Stated problem:
Copy every line of the items below, including their wording, but shift each point coordinate in the answers by -6. Leave the pictures out of your copy.

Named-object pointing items
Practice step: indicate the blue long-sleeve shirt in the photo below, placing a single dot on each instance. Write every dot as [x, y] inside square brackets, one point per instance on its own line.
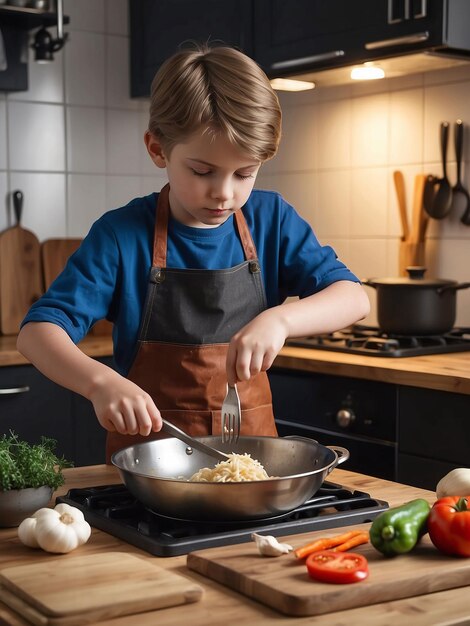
[107, 276]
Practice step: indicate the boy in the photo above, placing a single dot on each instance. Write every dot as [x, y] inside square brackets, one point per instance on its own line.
[222, 260]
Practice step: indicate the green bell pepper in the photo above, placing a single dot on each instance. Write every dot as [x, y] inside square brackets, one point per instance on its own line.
[399, 529]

Exercise solution:
Practice step: indicate the blue long-sleeve shirt in the photo below, placing a single dot on each instance. Write every dot as [x, y] inside square brackets, one point per instance on its own line.
[101, 270]
Practice step: indicate the boy in the photo above, placing a single dot on each instance. Write every dot as [x, y] inside square brackets, one point per instance on its own line.
[216, 254]
Practice step: indicate the green bell pepper in the photo above, placing a single dot on each instance. Write every dot as [x, y] inside square brackets, one point per instance on its own line.
[393, 523]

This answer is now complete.